> _TASK BRIEF_:
Provide the records once more, identical to the original.

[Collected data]
━━━━
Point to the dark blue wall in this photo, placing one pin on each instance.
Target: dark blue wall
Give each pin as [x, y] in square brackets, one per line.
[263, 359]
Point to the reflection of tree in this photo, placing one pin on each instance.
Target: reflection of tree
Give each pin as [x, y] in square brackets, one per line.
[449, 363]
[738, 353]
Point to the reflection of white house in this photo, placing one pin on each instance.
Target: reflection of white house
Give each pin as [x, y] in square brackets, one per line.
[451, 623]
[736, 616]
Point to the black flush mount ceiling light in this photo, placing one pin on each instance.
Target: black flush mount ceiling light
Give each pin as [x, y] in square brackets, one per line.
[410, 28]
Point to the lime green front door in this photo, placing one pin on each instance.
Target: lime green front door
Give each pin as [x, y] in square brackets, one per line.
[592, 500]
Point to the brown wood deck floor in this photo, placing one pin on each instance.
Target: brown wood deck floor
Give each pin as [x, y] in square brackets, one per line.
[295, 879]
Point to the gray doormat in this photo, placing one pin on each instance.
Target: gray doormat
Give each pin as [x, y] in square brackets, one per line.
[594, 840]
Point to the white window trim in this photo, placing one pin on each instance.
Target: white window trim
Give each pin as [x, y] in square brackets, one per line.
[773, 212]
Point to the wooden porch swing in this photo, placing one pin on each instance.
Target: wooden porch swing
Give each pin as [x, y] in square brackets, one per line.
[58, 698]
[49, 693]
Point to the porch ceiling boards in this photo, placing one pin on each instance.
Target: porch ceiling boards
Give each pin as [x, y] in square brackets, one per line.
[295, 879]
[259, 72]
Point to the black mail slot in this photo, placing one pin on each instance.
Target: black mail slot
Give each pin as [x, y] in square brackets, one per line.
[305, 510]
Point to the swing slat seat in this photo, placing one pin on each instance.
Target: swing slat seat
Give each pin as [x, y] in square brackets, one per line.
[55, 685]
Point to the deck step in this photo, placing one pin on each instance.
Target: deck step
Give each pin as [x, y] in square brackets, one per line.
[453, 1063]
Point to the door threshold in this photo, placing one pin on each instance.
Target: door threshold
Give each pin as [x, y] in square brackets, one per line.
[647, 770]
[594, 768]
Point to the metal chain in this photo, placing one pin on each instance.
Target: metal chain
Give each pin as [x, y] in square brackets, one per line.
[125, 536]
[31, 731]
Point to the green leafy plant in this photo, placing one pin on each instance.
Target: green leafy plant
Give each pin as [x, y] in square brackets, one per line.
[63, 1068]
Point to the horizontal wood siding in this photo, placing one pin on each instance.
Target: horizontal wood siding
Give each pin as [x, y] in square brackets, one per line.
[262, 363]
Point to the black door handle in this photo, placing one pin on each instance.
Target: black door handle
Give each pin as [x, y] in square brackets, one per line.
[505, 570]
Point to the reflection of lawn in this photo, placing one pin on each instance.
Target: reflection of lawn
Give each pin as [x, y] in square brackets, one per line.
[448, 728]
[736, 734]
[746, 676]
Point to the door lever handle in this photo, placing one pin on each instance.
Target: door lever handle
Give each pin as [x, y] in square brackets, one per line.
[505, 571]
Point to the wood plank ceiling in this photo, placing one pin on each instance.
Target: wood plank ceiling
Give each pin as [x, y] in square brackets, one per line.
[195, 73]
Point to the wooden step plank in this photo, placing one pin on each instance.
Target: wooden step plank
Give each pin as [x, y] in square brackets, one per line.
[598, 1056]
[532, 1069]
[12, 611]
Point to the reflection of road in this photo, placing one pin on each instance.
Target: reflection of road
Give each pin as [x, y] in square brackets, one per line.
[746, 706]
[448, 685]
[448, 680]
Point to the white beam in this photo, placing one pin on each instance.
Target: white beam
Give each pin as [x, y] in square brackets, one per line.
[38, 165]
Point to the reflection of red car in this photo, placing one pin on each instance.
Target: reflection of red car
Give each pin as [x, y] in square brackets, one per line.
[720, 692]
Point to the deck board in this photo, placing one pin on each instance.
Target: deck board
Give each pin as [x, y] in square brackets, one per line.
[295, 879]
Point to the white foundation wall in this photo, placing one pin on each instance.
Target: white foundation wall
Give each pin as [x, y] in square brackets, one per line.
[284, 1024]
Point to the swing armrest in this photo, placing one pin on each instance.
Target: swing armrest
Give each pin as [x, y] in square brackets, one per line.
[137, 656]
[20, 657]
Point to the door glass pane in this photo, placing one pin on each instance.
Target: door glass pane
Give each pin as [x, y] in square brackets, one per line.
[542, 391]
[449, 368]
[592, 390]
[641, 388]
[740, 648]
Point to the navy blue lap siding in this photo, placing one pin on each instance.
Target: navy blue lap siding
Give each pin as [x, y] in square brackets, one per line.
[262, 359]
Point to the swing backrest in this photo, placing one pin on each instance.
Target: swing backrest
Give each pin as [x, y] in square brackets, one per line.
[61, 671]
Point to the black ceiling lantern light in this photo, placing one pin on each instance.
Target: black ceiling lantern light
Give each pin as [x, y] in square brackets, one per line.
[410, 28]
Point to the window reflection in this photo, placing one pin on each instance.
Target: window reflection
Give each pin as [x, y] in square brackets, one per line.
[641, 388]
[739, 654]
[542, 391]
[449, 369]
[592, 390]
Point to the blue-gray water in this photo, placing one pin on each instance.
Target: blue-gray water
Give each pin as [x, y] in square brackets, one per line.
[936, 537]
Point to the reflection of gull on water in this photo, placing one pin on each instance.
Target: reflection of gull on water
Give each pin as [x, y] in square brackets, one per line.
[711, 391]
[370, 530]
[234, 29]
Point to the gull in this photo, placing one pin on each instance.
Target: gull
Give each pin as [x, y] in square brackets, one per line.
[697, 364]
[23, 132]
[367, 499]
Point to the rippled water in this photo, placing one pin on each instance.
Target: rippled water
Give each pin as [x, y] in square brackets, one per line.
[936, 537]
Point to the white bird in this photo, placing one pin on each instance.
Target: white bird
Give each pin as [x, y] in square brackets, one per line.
━━━━
> _REPLY_:
Point to the dark blue wall in this photo, placing one pin on each instance.
Target: dark blue wall
Give each pin as [x, y] in square brackets, one per line.
[263, 359]
Point to the reflection of tree in this photo, placing one pin on each instance.
Target: reflection of tree
Give each pin as [x, y] in square brackets, one per line.
[449, 363]
[738, 353]
Point to the reflection of white house in this photo, placing one pin on each instance.
Target: reflection of white house
Give each pin as [x, y] in square brackets, one per line.
[451, 623]
[736, 616]
Point to the black flush mount ceiling light in this photo, placing one pin on each instance.
Target: black flush mount ceiling light
Give each pin as [x, y] in square brackets, one per line.
[410, 28]
Point to the lime green front door in this photo, placing one pin on each instance.
Target: lime green front door
Give each pin as [x, y] in square brackets, one per line.
[592, 500]
Point to the brown wood deck floor in this photo, placing one pin on each instance.
Target: brown wood deck floor
Give each pin as [x, y] in square brackets, one per line.
[295, 879]
Point to the gray doormat in this photo, placing one pin on each instance.
Target: gray doormat
Give each pin as [x, y] in square brackets, one per line.
[594, 840]
Point to the white window trim in this photo, placing one pin on each instance.
Target: white window trim
Give each pin as [x, y] in square brackets, one per line.
[773, 212]
Point to the wooden porch swing in this photo, placing one pin on each instance.
Target: wooden porch swing
Give each pin as [x, y] in square brackets, one per line.
[58, 698]
[49, 693]
Point to the porch ceiling boards in this photo, placing one pin on each instance.
Target: porch ceiling boards
Give each pin as [x, y] in square brackets, one per line.
[295, 879]
[259, 72]
Point to the black mail slot in this photo, placing one pin on each instance.
Target: black mail slot
Give each pin as [x, y] in square brackets, one per line.
[305, 510]
Point to the swing slat seat in this photo, placing one pin on each instance.
Target: swing slat seat
Give each pin as [x, y] in square brackets, one per line.
[55, 685]
Point to the deck step in this photo, placing one pin on each instance.
Target: deck step
Give each pin as [x, y] in square brackets, one per line.
[453, 1063]
Point to the door threshold in this photo, placing one pin on each instance.
Target: door threshold
Give each pin as [x, y] in square brackets, one per line.
[647, 770]
[594, 768]
Point to the metal chain in this photo, placing one pin on each instance.
Target: metal chain
Give each pin as [x, y] in square brackets, one per line.
[125, 536]
[31, 731]
Point to the green leafy plant in this photo, placing one pin on each instance.
Target: green leafy plant
Give each pin as [x, y] in square brackets, one per line.
[63, 1068]
Point to the horizontal wood siding in this photo, placing one pin on each instance.
Target: horizontal wood siding
Give each pin as [x, y] in square brackets, one per line.
[262, 363]
Point to the black door handle in this photo, placing one pin on each instance.
Target: black door handle
Give each pin as [x, y] in square brackets, one per line.
[505, 570]
Point to the reflection of lawn in this photo, placing one pin on each instance.
Target: reflection of lawn
Give each pin as [x, y] in square brackets, one per line.
[448, 728]
[736, 734]
[746, 676]
Point to the door lever handle in this photo, placing one pin on each instance.
Target: door lever handle
Give each pin as [x, y] in square brackets, one per line.
[505, 571]
Point to the wood plank ceiling in this photo, placing one pin on each instance.
Target: wood plank ceiling
Give each pin as [x, y] in square brackets, one per line.
[195, 73]
Point to the wooden step plank in this photo, placing one pin on each instance.
Target: wooden step plank
Give each pin as [x, y] in square brackets, one per line.
[598, 1056]
[532, 1069]
[12, 611]
Point to the reflection of road in this photo, placing one pin on each instance.
Target: reflection of road
Give each pin as [x, y] in square brackets, one per line.
[746, 706]
[448, 685]
[448, 680]
Point to the white beam in this photo, placing one pin on each instance.
Target: white beam
Give each pin as [x, y] in square brackets, one per line.
[38, 165]
Point to the reflection of red car in this photo, placing one pin on each instance.
Target: reflection of red car
Give each pin as [x, y] in square brackets, one per line.
[720, 692]
Point to the deck board in this photo, placing one pin on each instance.
Target: deck board
Give each pin as [x, y] in square brackets, one per line.
[295, 879]
Point to the white foundation wall in this photo, placing one pin on each instance.
Target: white foundation wall
Give each pin as [x, y] in square brackets, one per line.
[284, 1024]
Point to the swing armrest in this photo, placing one pin on each instance.
Target: swing armrest
Give each pin as [x, y] in square brackets, one per line.
[137, 656]
[20, 657]
Point to the door glass pane in this photo, placing one pin on each instance.
Target: door glass pane
Give each pin as [x, y] in square brackets, one per line.
[542, 391]
[449, 368]
[592, 390]
[641, 388]
[740, 648]
Point to the navy blue lap siding in this photo, placing one pin on each instance.
Target: navy blue lap siding
Give each pin as [x, y] in square brackets, one per line.
[262, 359]
Point to the swing backrest in this photo, placing one pin on each instance.
Target: swing backrest
Give each pin as [x, y] in square brackets, one per line.
[61, 671]
Point to the black ceiling lantern light in this photo, placing one pin on each instance.
Target: black ceiling lantern light
Give each pin as [x, y] in square brackets, one per line.
[410, 28]
Point to the window reflection in this photo, placing one pin on each instance.
Target: window reflection
Give each pin as [x, y] in square brackets, one per line.
[641, 388]
[739, 654]
[542, 391]
[449, 369]
[592, 390]
Point to the blue-gray water in this photo, placing one pin on each instance.
Target: blue-gray water
Give each pin as [x, y] in square brackets, one per line.
[936, 537]
Point to the reflection of gull on water in this photo, placing one pin on each instance.
Target: reflection of gull on water
Give each pin as [x, y] in square brackets, one per line.
[711, 391]
[370, 530]
[234, 29]
Point to the gull in this photo, placing one pin on each instance.
Target: gull
Give each pin as [x, y] in square brackets, one per line.
[697, 364]
[23, 132]
[367, 499]
Point to the rippled water in this photo, placing one pin on each instance.
Target: rippled water
Give each pin as [x, y] in square brackets, one per line.
[936, 537]
Point to the white bird in this photo, placing one pin on each instance.
Target: white bird
Give each pin as [x, y] in square brackets, one per line.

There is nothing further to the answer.